Assigned task: Retype every entry precisely and keep each line whole.

Exercise data:
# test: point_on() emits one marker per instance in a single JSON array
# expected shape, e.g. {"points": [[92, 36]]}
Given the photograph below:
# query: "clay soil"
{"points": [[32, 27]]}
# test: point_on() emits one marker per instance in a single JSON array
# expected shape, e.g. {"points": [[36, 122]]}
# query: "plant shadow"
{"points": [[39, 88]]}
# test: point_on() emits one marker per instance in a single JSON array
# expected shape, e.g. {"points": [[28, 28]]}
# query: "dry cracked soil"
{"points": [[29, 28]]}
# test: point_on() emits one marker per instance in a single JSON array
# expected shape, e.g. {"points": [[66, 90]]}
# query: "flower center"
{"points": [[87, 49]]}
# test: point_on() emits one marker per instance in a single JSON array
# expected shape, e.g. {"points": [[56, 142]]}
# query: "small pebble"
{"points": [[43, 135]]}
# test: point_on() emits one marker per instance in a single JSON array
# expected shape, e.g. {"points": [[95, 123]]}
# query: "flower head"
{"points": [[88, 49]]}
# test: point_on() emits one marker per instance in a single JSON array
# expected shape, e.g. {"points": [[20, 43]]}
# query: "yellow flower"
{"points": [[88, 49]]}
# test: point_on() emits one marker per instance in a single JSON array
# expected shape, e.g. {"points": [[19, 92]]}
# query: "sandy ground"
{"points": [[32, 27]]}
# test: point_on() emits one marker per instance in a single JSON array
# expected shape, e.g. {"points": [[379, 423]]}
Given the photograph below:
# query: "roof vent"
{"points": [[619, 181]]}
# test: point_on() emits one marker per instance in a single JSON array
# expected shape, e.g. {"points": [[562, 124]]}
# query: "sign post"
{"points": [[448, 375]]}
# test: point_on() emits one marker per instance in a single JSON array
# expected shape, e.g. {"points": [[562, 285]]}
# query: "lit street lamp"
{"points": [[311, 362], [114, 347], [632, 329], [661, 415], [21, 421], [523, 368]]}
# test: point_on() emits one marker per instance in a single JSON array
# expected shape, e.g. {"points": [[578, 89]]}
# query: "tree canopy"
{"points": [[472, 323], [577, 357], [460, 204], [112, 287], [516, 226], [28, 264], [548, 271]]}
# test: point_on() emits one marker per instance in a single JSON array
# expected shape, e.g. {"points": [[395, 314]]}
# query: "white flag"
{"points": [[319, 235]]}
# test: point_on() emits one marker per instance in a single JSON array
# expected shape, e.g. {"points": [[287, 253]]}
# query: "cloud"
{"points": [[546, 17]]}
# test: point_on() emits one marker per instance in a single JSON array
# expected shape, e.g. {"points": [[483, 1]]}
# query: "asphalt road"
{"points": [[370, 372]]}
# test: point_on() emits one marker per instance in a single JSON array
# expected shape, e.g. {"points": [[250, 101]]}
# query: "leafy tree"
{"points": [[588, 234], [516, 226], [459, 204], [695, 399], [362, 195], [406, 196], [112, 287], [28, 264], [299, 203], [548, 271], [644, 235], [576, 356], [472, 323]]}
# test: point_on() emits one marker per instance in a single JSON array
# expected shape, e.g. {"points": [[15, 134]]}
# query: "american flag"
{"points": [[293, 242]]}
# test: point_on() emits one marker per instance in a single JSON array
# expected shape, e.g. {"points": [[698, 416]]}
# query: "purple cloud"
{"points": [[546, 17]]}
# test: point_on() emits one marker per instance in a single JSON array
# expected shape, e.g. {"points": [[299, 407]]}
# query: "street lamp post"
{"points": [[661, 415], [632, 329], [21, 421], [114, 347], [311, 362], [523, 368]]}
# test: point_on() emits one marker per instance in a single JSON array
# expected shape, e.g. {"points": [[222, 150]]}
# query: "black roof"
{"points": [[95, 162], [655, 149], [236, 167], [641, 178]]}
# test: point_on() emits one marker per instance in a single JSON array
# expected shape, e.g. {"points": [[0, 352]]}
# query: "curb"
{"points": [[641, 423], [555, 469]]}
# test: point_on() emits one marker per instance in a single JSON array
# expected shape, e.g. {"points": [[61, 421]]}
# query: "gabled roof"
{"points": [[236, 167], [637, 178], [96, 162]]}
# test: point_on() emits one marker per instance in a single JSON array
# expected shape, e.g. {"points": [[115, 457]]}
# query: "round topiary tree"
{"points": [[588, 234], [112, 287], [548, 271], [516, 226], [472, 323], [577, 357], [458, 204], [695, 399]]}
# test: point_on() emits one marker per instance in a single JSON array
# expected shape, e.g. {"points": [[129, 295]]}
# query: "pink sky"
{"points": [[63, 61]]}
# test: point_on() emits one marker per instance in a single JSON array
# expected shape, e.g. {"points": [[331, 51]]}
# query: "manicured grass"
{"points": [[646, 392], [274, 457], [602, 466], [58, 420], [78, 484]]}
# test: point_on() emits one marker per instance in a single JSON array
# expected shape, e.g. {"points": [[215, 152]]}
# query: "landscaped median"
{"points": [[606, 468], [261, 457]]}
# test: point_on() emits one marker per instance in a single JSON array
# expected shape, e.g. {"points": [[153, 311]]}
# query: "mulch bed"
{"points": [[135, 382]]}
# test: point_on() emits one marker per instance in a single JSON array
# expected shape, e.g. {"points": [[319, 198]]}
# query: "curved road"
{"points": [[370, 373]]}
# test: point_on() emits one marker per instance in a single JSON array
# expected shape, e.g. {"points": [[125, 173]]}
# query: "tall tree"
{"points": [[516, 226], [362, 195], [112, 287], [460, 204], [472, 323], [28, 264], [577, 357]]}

Completed exercise:
# test: point_on() emits one marker per instance in a single JSON array
# expected shape, e.g. {"points": [[92, 36]]}
Given the photograph below:
# query: "clay soil"
{"points": [[32, 27]]}
# test: point_on() emits one marker per instance in a single JSON array
# expected shape, e.g. {"points": [[36, 122]]}
# query: "plant shadow"
{"points": [[39, 88]]}
# test: point_on() emits one marker per instance in a single JSON array
# expected shape, e.g. {"points": [[28, 28]]}
# query: "dry cracked soil"
{"points": [[29, 28]]}
# test: point_on() emits one marker per instance in a single JSON array
# expected shape, e.g. {"points": [[66, 90]]}
# query: "flower center"
{"points": [[87, 49]]}
# test: point_on() emits one marker per instance in a single JSON array
# expected shape, e.g. {"points": [[56, 142]]}
# query: "small pebble"
{"points": [[43, 135]]}
# test: point_on() emits one marker per instance in a single JSON array
# expected shape, e.g. {"points": [[95, 123]]}
# query: "flower head"
{"points": [[88, 49]]}
# test: point_on() emits one marker per instance in a single JSON array
# expected shape, e.g. {"points": [[20, 43]]}
# query: "yellow flower"
{"points": [[88, 49]]}
# test: point_on() emits one marker per instance in a single JSON array
# expected shape, e.g. {"points": [[19, 92]]}
# query: "sandy ground"
{"points": [[32, 27]]}
# test: point_on() emits one marker per instance in a single JSON array
# expected shape, e.g. {"points": [[379, 423]]}
Given the photograph below:
# query: "roof vent"
{"points": [[619, 181]]}
# test: point_on() emits one marker per instance in a single JSON array
# expected shape, e.g. {"points": [[562, 124]]}
# query: "sign post"
{"points": [[448, 375]]}
# test: point_on() emits one marker per instance in a single JSON array
# expected shape, e.g. {"points": [[562, 285]]}
# query: "lit street lamp"
{"points": [[311, 362], [114, 347], [632, 329], [661, 415], [21, 421], [523, 368]]}
# test: point_on() emits one marker per instance in a single JSON array
# expected shape, e.g. {"points": [[578, 89]]}
# query: "tree canopy"
{"points": [[472, 323], [577, 357], [460, 204], [112, 287], [516, 226], [28, 264], [548, 271]]}
# test: point_on() emits one marker per instance in a single JSON array
# expected shape, e.g. {"points": [[395, 314]]}
# query: "white flag"
{"points": [[319, 235]]}
# test: point_on() emits one marker per instance in a single JSON array
# expected shape, e.g. {"points": [[287, 253]]}
# query: "cloud"
{"points": [[546, 17]]}
# test: point_on() emits one marker per instance in a single JSON array
# expected shape, e.g. {"points": [[483, 1]]}
# query: "asphalt road"
{"points": [[370, 372]]}
# test: point_on() emits one marker per instance in a single JSON array
# expected shape, e.g. {"points": [[250, 101]]}
# query: "leafy tree"
{"points": [[588, 234], [516, 226], [459, 204], [695, 399], [362, 195], [406, 196], [112, 287], [28, 264], [299, 203], [548, 271], [644, 235], [576, 356], [472, 323]]}
# test: point_on() emits one marker per instance in a single JSON array
# expected shape, e.g. {"points": [[15, 134]]}
# query: "american flag"
{"points": [[293, 242]]}
# test: point_on() emits one marker per instance in a single JSON array
# expected shape, e.g. {"points": [[698, 416]]}
# query: "purple cloud"
{"points": [[546, 17]]}
# test: point_on() emits one marker per instance in a single JSON array
# expected shape, e.g. {"points": [[299, 407]]}
# query: "street lamp post"
{"points": [[661, 415], [632, 329], [21, 421], [114, 347], [311, 362], [523, 368]]}
# test: point_on() emits one marker per instance in a single JSON array
# expected shape, e.g. {"points": [[222, 150]]}
# query: "black roof"
{"points": [[95, 162], [655, 149], [236, 167], [641, 178]]}
# test: point_on() emits one marker per instance in a single JSON array
# expected shape, e.g. {"points": [[0, 352]]}
# query: "curb"
{"points": [[641, 423], [555, 469]]}
# test: point_on() emits one marker per instance in a single JSON array
# expected shape, e.g. {"points": [[61, 421]]}
# query: "gabled roof"
{"points": [[236, 167], [637, 178], [96, 162]]}
# test: point_on() emits one marker per instance in a single JSON array
# expected shape, e.g. {"points": [[115, 457]]}
# query: "round topiary tree"
{"points": [[588, 234], [112, 287], [548, 271], [516, 226], [472, 323], [577, 357], [458, 204], [695, 399]]}
# test: point_on() emits one marker per instance in a single JSON array
# expected shape, e.g. {"points": [[129, 295]]}
# query: "pink sky"
{"points": [[63, 61]]}
# test: point_on() emits one marker per instance in a single JSON array
# expected shape, e.g. {"points": [[331, 51]]}
# query: "manicured grass"
{"points": [[646, 392], [274, 457], [602, 466], [58, 420], [78, 484]]}
# test: point_on() emits one marker per instance in a single JSON array
# expected shape, e.g. {"points": [[215, 152]]}
# query: "landscaped median"
{"points": [[606, 468], [261, 457]]}
# test: point_on() emits one marker per instance in a single JSON array
# expected shape, e.g. {"points": [[153, 311]]}
# query: "mulch bed"
{"points": [[135, 382]]}
# test: point_on() emits one marker per instance in a single JSON array
# expected shape, e.g. {"points": [[319, 198]]}
# query: "curved road"
{"points": [[370, 373]]}
# test: point_on() emits one marker per instance in a single JSON array
# expected shape, e.g. {"points": [[125, 173]]}
# query: "tall tree"
{"points": [[516, 226], [362, 195], [112, 287], [460, 204], [472, 323], [28, 264], [577, 357]]}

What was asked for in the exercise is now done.